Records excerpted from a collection
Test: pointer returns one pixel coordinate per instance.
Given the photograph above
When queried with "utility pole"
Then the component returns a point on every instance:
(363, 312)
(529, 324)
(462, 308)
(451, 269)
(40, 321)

▶ **Description of the task**
Set down every record once more, exactly as written.

▶ **Written response**
Test: pointer returns one pixel coordinate per instance.
Given the photograph above
When queried with "utility pole"
Then the component returns a point on every instance:
(363, 312)
(529, 324)
(462, 308)
(451, 269)
(40, 321)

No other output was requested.